Segment Open
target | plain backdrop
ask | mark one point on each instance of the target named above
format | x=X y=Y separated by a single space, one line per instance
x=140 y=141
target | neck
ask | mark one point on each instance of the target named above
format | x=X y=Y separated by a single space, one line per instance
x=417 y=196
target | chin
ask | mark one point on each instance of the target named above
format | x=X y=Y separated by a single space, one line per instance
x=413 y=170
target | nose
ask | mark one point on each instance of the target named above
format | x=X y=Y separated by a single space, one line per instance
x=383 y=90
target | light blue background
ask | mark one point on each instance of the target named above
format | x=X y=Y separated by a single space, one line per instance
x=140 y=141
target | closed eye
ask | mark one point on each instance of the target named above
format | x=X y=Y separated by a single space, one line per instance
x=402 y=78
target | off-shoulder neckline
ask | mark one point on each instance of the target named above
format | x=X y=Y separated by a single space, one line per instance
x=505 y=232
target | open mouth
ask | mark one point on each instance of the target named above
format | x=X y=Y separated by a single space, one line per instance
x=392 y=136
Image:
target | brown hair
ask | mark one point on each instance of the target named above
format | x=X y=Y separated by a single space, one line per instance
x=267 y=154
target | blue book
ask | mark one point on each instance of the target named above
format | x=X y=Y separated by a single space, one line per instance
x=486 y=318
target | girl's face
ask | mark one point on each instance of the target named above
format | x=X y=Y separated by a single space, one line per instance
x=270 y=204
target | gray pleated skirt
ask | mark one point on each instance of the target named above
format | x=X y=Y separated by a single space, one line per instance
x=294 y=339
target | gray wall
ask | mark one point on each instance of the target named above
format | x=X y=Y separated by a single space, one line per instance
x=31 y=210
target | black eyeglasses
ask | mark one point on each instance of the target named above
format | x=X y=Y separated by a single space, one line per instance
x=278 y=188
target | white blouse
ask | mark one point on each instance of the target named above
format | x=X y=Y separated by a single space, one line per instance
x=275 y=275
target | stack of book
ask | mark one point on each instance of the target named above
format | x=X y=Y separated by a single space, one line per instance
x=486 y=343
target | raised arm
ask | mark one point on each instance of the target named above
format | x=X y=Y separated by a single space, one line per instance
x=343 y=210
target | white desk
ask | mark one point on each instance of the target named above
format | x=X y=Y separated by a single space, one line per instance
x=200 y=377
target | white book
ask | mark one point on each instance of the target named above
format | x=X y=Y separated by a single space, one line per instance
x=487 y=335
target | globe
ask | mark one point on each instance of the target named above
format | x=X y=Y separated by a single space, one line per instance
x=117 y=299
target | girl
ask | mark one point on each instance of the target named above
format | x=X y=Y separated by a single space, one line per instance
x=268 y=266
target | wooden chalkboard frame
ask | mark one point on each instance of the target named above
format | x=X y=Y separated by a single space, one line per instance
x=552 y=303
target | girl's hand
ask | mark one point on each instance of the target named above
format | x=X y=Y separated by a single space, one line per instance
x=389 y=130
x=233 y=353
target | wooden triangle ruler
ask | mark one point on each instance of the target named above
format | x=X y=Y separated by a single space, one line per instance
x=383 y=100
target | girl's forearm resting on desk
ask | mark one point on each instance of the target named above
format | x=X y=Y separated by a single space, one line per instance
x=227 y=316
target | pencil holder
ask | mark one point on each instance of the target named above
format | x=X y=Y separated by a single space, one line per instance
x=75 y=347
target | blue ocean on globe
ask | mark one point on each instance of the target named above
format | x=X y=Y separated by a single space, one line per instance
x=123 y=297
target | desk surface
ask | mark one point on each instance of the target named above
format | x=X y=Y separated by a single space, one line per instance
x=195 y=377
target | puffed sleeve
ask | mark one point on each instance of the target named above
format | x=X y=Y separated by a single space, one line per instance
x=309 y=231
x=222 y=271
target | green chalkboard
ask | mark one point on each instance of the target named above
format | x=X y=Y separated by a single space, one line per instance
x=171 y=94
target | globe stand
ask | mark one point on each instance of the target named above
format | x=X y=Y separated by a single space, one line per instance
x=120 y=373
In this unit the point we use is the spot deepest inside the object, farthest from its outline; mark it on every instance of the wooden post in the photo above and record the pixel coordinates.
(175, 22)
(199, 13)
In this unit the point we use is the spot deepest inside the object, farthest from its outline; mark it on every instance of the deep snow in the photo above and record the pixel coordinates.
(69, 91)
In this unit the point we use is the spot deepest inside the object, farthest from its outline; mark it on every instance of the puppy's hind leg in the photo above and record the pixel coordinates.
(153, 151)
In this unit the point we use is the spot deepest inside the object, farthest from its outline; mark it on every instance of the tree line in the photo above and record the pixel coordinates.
Segment Closed
→ **Your instructions**
All that is needed is a number: how many lines in the data above contain the string "girl".

→ **Answer to the exercise**
4